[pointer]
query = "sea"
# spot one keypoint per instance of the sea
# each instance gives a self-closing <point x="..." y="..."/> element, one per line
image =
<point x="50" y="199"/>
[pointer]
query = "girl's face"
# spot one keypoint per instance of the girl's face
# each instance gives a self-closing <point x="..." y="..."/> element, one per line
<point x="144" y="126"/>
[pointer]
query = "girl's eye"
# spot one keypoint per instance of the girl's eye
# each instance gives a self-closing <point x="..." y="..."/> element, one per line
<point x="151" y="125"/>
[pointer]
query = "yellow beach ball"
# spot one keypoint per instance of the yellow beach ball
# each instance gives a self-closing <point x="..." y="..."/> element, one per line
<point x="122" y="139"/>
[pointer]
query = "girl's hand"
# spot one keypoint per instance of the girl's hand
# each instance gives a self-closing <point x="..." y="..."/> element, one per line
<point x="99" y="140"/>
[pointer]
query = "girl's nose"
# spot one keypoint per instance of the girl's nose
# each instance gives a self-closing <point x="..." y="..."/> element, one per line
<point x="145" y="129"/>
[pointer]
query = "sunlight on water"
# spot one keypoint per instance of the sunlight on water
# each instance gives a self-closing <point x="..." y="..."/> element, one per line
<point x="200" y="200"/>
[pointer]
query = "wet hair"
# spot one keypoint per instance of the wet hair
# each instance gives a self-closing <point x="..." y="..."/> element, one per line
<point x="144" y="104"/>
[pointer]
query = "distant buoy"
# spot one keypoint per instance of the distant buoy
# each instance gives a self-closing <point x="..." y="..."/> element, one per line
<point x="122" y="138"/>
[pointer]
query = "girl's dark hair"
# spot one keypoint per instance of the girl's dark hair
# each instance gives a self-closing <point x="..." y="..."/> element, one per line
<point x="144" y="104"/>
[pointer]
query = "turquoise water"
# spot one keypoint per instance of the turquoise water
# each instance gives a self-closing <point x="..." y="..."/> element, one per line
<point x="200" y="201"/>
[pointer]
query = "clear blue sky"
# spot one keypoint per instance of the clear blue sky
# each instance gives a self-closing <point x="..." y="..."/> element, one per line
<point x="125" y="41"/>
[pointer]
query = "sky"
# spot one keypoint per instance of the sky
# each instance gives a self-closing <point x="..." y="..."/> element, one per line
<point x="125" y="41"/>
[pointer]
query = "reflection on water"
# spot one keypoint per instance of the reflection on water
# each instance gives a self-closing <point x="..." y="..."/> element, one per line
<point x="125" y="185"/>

+ + + + + + +

*What you should do:*
Reproduce the listing above character for character.

*Your response:*
[pointer]
query = "sea"
# spot one keypoint per instance of the sea
# each instance gives a self-closing <point x="..." y="..."/> element, one per line
image =
<point x="50" y="199"/>
[pointer]
query = "girl's face"
# spot one keypoint per instance of the girl's face
# each instance gives a self-closing <point x="..." y="..."/> element, one per line
<point x="144" y="126"/>
[pointer]
query = "girl's eye"
# spot one keypoint per instance of the girl's eye
# each instance gives a self-closing <point x="..." y="..."/> element, one per line
<point x="151" y="125"/>
[pointer]
query = "yellow beach ball"
# spot one keypoint per instance of the yellow beach ball
# each instance gives a self-closing <point x="..." y="..."/> element, one per line
<point x="122" y="139"/>
[pointer]
query = "girl's hand"
# spot one keypoint per instance of the girl's hand
# each instance gives a self-closing <point x="..." y="..."/> element, one per line
<point x="99" y="140"/>
[pointer]
query = "girl's nose"
# spot one keypoint per instance of the girl's nose
# each instance gives a self-closing <point x="..." y="..."/> element, one per line
<point x="145" y="129"/>
[pointer]
query = "sunlight on water"
# spot one keypoint per instance of the sunlight on water
# each instance gives a self-closing <point x="..." y="..."/> element, one per line
<point x="200" y="200"/>
[pointer]
query = "wet hair"
# spot one keypoint per instance of the wet hair
# each instance gives a self-closing <point x="..." y="..."/> element, one per line
<point x="144" y="104"/>
[pointer]
query = "distant buoy"
# spot one keypoint per instance of the distant buoy
# each instance gives a self-closing <point x="..." y="..."/> element, one per line
<point x="122" y="138"/>
[pointer]
query = "girl's dark hair"
# spot one keypoint per instance of the girl's dark hair
# each instance gives a self-closing <point x="..." y="..."/> element, one per line
<point x="144" y="104"/>
[pointer]
query = "turquoise water"
# spot one keypoint per instance of the turquoise water
# each instance gives a self-closing <point x="..." y="..."/> element, one per line
<point x="200" y="201"/>
[pointer]
query = "clear blue sky"
# spot one keypoint per instance of the clear blue sky
# each instance gives a self-closing <point x="..." y="..."/> element, one per line
<point x="125" y="41"/>
[pointer]
query = "sky"
# spot one keypoint per instance of the sky
# each instance gives a self-closing <point x="..." y="..."/> element, one per line
<point x="125" y="41"/>
[pointer]
query = "reflection on water"
# spot one keypoint per instance of the reflection on water
# each instance gives a self-closing <point x="..." y="..."/> element, one per line
<point x="125" y="185"/>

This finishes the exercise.